# MATERIAL FOR THIS TASK

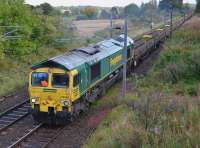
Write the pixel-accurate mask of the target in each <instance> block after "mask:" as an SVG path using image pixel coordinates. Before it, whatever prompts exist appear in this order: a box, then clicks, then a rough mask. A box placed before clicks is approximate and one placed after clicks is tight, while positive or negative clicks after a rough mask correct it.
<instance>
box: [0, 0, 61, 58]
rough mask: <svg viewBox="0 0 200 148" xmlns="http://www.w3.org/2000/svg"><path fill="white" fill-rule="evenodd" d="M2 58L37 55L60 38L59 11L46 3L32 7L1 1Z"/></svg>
mask: <svg viewBox="0 0 200 148" xmlns="http://www.w3.org/2000/svg"><path fill="white" fill-rule="evenodd" d="M0 10H1V11H0V58H1V59H2V58H3V57H4V56H10V57H22V56H24V55H27V54H31V53H37V52H38V50H39V48H40V47H42V46H45V45H50V44H52V43H53V41H54V40H55V38H56V36H58V35H59V33H60V31H59V23H60V20H59V17H55V15H60V14H59V11H58V10H56V9H54V8H53V7H52V6H51V5H49V4H47V3H45V4H41V5H40V6H36V7H33V6H31V5H27V4H25V1H24V0H15V1H13V0H1V1H0Z"/></svg>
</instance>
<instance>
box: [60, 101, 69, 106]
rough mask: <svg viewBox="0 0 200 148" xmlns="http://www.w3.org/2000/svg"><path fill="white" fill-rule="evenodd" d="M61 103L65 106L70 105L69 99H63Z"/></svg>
mask: <svg viewBox="0 0 200 148" xmlns="http://www.w3.org/2000/svg"><path fill="white" fill-rule="evenodd" d="M61 103H62V104H63V106H69V105H70V102H69V100H61Z"/></svg>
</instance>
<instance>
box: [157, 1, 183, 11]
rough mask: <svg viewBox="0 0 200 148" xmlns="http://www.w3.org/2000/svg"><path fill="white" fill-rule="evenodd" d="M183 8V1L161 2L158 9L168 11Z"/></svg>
mask: <svg viewBox="0 0 200 148" xmlns="http://www.w3.org/2000/svg"><path fill="white" fill-rule="evenodd" d="M182 6H183V0H161V1H160V3H159V9H160V10H165V11H169V10H170V9H172V8H173V9H180V8H182Z"/></svg>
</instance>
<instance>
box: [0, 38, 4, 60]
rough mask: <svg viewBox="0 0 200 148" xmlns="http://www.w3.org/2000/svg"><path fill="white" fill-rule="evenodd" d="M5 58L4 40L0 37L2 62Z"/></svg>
mask: <svg viewBox="0 0 200 148" xmlns="http://www.w3.org/2000/svg"><path fill="white" fill-rule="evenodd" d="M3 57H4V50H3V38H2V37H1V36H0V60H1V59H3Z"/></svg>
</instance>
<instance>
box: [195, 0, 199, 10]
mask: <svg viewBox="0 0 200 148" xmlns="http://www.w3.org/2000/svg"><path fill="white" fill-rule="evenodd" d="M195 12H196V13H200V0H197V5H196V10H195Z"/></svg>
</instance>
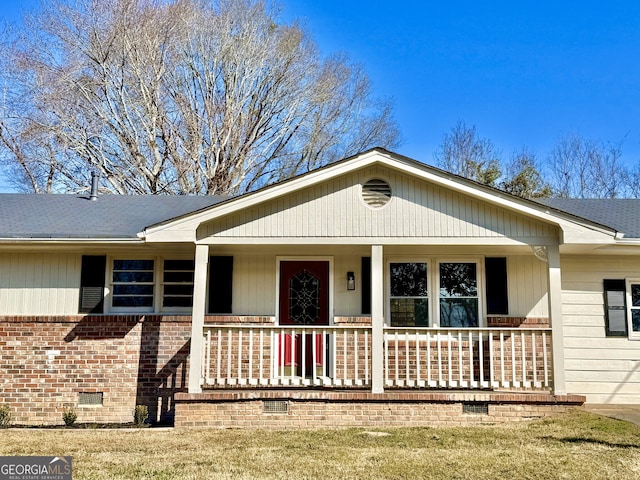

# WHAT YOU WILL DO
Convert the records, starting at the very beginning and going on through the line with "box: [0, 0, 61, 58]", into a JSON list of strings with one string per line. Skip blank lines and leave the pictures out.

# SOLUTION TO THIS EXERCISE
[
  "Write the pixel-accurate mask of the target in each <instance> block after \"mask:\" as an SVG path using image pixel coordinates. Before it, whatever prompts exist appear in this order: a box, then clicks, then a rough mask. A box placed before clicks is approximate and one placed after clicks is tight, while positive or negative clicks after a rough mask correct it.",
  "<instance>",
  "box: [0, 0, 61, 58]"
]